> _Required work_:
**A.** Name every example of a high-leverage deliverable that the business article suggests picking.
**B.** Extend the business article past its final sentence, keeping its voice and its topic of planned unpredictability in a brand.

Swann founded Forage about 18 months ago and hired one full-time employee, a 24-year-old growth and brand specialist with less than two years of experience, specifically because sheʼs deeply tuned into modern culture and social media. The problem was turning that intuition into a crisp business strategy and artifacts that the company could execute against.

At first, his employee used ChatGPT to tighten rough ideas and turn them into clearer strategy notes. But Swann says things shifted with Gemini 3 as AI moved from refiner to co-creator, contributing more of the strategic scaffolding and written outputs.

The most tangible example is the product requirements document PRD, a blueprint that translates a business idea into buildable instructions. Swann says a skilled PM might take 8-10 hours to do this well, but with Gemini, his junior employee can produce one in about 4-5 hours. He describes the work split evolving from roughly 70% human and 30% AI to about 40% human and 60% Gemini because the model is so good at expanding and speeding up drafts.

Practical takeaways:

  • Use the model to turn raw intuition into a structured strategy, so the founder isnʼt stuck doing constant translation or micromanagement.

  • Create reusable starters with your positioning, product definitions, what good looks like, and constraints. This makes outputs more consistent and reduces drift.

  • Pick a high-leverage deliverable PRDs, briefs, customer narratives, competitive memos). Standardize the workflow so a junior can produce v1 quickly, then iterate with a lightweight review.

  • Track cycle-time reductions (hours saved per artifact), quality revisions needed, and how much founder review time drops as the junior + AI workflow matures.

Play of the Week: Engineer Planned Unpredictability Into Your Brand

Most loyalty programs try to win repeat customers with consistency. And while consistency still matters, predictability is becoming a liability because customers get bored and copycats can replicate good faster and cheaper than ever. The brands that stay sticky create comfort and surprise, on purpose.

Donʼt chase novelty for its own sake. Instead, build a few intentional pattern-breaks into the customer experience with surprises that arenʼt random, but repeatable enough that people start anticipating them, like placing a familiar brand in an unexpected setting, adding a planned surprise beat inside an otherwise structured experience, and using unexpected collaborations to refresh how customers perceive you.

> _Data extracts_:

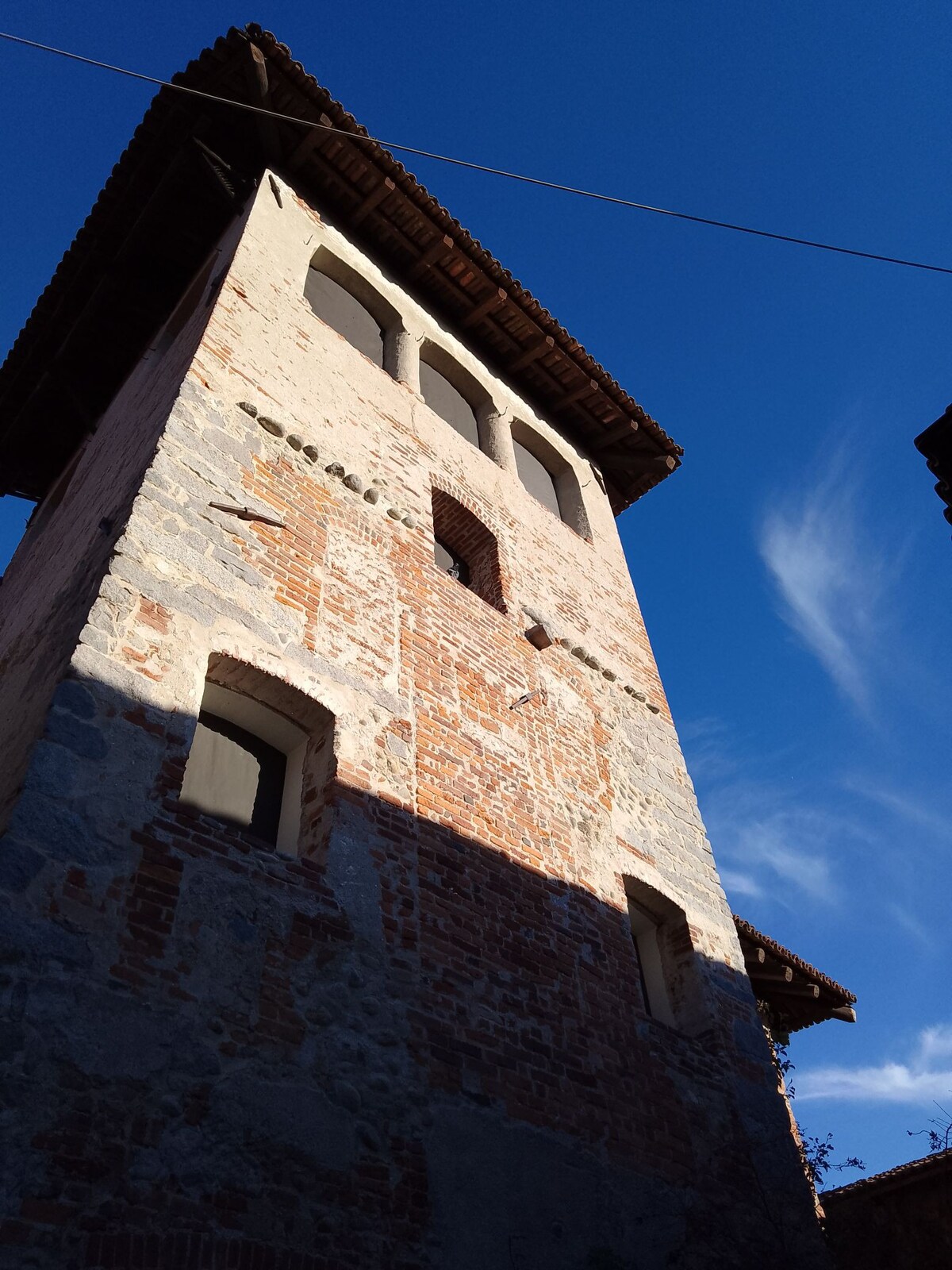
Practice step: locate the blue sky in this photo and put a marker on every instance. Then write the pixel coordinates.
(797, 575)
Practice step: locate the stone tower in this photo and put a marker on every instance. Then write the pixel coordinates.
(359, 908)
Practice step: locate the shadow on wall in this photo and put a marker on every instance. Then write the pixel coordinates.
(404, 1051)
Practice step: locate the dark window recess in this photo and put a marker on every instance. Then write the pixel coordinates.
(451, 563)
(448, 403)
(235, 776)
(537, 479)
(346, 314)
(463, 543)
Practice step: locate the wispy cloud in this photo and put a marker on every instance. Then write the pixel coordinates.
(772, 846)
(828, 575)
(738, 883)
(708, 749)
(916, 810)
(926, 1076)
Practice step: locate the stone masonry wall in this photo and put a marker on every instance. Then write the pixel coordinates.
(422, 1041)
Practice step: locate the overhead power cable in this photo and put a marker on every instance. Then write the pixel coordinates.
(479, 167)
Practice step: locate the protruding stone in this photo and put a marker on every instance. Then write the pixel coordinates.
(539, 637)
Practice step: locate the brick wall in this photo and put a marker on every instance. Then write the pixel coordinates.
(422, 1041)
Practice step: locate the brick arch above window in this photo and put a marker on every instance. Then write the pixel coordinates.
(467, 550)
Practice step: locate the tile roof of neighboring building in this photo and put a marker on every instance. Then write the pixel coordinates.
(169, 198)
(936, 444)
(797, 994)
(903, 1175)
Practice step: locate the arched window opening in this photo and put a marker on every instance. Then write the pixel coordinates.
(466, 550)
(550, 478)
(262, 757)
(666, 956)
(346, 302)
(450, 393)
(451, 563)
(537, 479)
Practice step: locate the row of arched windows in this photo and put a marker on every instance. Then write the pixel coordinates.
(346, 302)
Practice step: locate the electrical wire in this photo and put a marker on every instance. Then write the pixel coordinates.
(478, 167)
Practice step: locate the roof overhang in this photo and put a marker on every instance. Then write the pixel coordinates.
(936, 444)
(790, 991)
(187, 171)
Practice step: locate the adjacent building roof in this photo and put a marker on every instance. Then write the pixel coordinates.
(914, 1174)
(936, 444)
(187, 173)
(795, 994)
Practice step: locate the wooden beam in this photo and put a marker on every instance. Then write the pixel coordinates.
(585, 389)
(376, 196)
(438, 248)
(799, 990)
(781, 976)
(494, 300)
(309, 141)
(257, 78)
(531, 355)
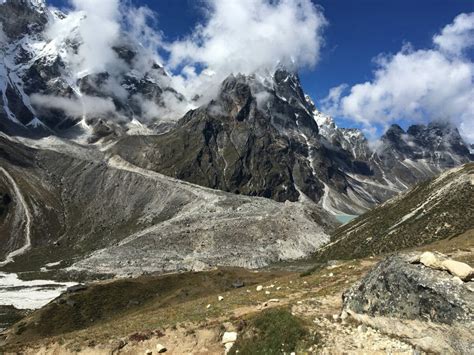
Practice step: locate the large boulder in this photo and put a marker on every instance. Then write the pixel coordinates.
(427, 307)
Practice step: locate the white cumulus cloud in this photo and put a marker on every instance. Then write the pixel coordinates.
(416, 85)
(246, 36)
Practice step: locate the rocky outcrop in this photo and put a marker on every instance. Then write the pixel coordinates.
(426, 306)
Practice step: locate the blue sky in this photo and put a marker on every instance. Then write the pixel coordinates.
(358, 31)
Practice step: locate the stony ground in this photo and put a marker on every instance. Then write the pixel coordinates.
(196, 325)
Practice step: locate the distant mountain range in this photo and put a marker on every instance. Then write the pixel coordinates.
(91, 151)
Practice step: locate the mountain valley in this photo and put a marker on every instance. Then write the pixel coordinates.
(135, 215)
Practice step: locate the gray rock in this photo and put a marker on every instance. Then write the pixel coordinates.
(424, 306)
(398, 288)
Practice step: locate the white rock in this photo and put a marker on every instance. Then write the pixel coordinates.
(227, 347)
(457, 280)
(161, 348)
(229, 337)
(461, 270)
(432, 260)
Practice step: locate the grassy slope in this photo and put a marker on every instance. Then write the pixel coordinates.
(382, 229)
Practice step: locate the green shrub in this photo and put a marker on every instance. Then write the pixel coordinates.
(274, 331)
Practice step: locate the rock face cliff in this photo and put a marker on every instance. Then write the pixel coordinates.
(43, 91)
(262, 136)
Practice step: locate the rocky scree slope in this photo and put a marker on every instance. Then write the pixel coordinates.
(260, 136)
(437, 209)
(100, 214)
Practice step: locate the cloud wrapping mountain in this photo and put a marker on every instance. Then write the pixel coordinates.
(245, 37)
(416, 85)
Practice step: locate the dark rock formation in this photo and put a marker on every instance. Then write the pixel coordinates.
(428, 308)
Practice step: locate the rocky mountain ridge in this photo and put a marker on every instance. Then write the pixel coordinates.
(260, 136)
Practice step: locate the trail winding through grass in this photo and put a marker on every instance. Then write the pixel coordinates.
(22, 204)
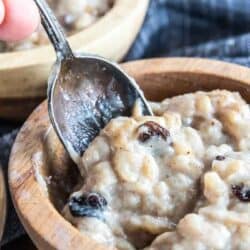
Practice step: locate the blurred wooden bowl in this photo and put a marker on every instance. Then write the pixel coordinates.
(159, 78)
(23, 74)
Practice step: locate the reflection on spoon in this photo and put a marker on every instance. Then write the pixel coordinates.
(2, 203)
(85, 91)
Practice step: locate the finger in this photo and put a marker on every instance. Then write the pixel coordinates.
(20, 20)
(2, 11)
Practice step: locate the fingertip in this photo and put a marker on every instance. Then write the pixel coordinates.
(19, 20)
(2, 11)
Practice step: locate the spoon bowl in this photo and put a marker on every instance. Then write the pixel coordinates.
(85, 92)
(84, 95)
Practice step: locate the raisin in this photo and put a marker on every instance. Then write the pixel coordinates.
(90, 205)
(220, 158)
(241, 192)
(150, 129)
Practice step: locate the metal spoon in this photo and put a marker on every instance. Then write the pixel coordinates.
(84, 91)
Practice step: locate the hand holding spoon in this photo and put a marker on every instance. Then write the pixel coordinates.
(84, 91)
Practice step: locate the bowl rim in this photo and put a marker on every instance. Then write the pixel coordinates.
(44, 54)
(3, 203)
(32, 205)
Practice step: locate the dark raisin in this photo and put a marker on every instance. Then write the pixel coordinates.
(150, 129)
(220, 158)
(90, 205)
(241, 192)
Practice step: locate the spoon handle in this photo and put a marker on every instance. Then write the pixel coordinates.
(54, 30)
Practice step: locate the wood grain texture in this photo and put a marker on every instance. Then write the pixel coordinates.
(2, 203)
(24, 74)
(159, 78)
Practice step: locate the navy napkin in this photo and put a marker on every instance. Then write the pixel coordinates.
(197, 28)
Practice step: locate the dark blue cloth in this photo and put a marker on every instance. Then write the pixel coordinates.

> _Responses to the tasks_:
**A.**
- PRDs
- briefs
- customer narratives
- competitive memos

**B.**
  • Shift your brand context: Keep your core promise but show up in a new stage (new format, new channel, new setting) to make the familiar feel fresh again.

  • Plan moments of unpredictability: Build one rotating element into a consistent experience (a surprise drop, rotating bundle, mystery perk, wildcard feature) so repeat customers have a reason to return.

  • Ally with unexpected collaborators: Partner outside your obvious category to borrow energy and reach new audiences without diluting your core.

  • Remix your icons: Keep the recognizable signals, but change one hallmark element (timing, packaging, soundtrack, spokesperson, ritual).

  • End with a kicker: Add an extra at the moment customers think the experience is over, add an unexpected upgrade, follow-up note, bonus deliverable, or small surprise that makes the purchase memorable.

If youʼre planning 2026 retention, pick one predictable customer moment like checkout, onboarding, monthly email, renewals, and delivery, then apply one of the five levers above. Loyalty compounds when customers feel safe choosing you and are curious to see what youʼll do next.

Metric Benchmark

Source: LocaliQ

Closing Note

The common thread here is restraint paired with conviction. When systems push everything toward the average, leadership becomes the act of choosing deliberately rather than following momentum. Taste must be asserted, not inferred from data. AI must be shaped by standards, not allowed to shape them. Brands must earn attention by creating moments people feel rather than flows they scroll past. The builders who stand out will not be louder or faster. They will be clearer about what they believe, where they deviate, and why that difference is worth noticing.